Document extract:
==================================================
# tidal electricity production



## fraxinus (Sep 6, 2008)

Inspired in part by jebatty's Modest Proposal in the Ashcan (yeah, you really do have to act on your beliefs), I'm asking for suggestions about where to go for good information on the latest technology for using the tides to produce electricty. I live on a tidal river and I'm really thinking about the possibility of a local municipal power company involving the four towns that border the river.

Tidal power was harnessed in this part of Maine as early as the 1600's to run sawmills and grist mills. The possibility of using tidal energy to produce electricity on a relatively small local level, seems to me to be closer to green, renewable base load electricity production than any other alternative. The massive tidal project proposed (and actually begun) in the 1930's (Quoddy/Dickey-Lincoln) for northern Maine, New Brunswick/Nova Scotia was to be the TVA of the north. According to legend at least, it was scuttled by intense pressure from Eastern coal and oil interests. The concept of tidal power was brilliant in 1930 and remains so today. Smaller local utilization seems to me a real possibility.


----------



## jebatty (Sep 6, 2008)

Take a look:

http://fundytidal.com/index.php?page=the-bay-of-fundy
http://media.cleantech.com/2269/bay-of-fundy-to-get-three-test-turbines

Tides represent a massive energy source, but they're kind of like a generator that produces only one volt and a million amps. I expect more progress in this area too.


----------



## Dune (Sep 6, 2008)
==================================================
Task instructions:
(1) Which usernames head the posts in the tidal electricity thread?
(2) Write the next part of the tidal electricity thread, picking up where it stops.

(Data entries)
==================================================
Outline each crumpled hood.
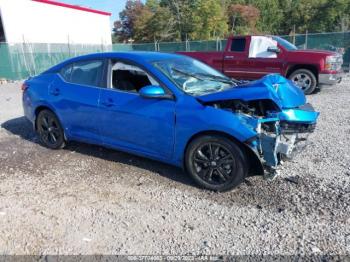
[197,74,306,109]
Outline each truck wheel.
[185,135,247,192]
[289,69,317,95]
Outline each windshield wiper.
[171,67,204,81]
[196,73,239,85]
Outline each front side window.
[60,60,104,87]
[111,61,159,93]
[153,57,236,96]
[272,36,298,51]
[231,38,246,52]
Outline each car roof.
[46,51,184,72]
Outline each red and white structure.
[0,0,112,45]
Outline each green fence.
[0,32,350,80]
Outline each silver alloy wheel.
[292,73,312,91]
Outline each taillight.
[21,82,29,92]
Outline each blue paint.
[23,52,319,171]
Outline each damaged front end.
[198,76,319,178]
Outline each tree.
==================================================
Answers for the exercise:
(1) fraxinus, jebatty, Dune

(2)
Traditional hydropower involves dams, which is what makes it difficult to get by the fishhuggers. Modern tidal (current) gen. shemes involve large turbines, well beneath the surface in areas of massive current flow. As far as I know, the minimum requirement for siting a turbine is about 15 meters of depth and a current velocity of 7 nautical miles per hour. This tells me that the technolgy is in a state of infancy, because one knot of current is aproximately equal in force to twenty knots of wind. As it stands now, finding a place to site a turbine with such stringent requirements is difficult, but there are places with that much force. In order to utilize other areas where there is plenty of potential energy, more effective turbines are being developed. Also, there are many other ways this energy could be extracted.


----------



## fraxinus (Sep 7, 2008)

Jim and Dunebilly - Thanks for your replies. Re fish huggers: My original post was a bit misleading. Dickey-Lincoln (first proposed in the 30's but not begun then) was a conventional hydro system using the St. Johns River (border between Maine and New Brunswick). The whole thing came to a halt in the 70's. The endangered furbish lousewort was the cause. Not fish huggers but plant huggers.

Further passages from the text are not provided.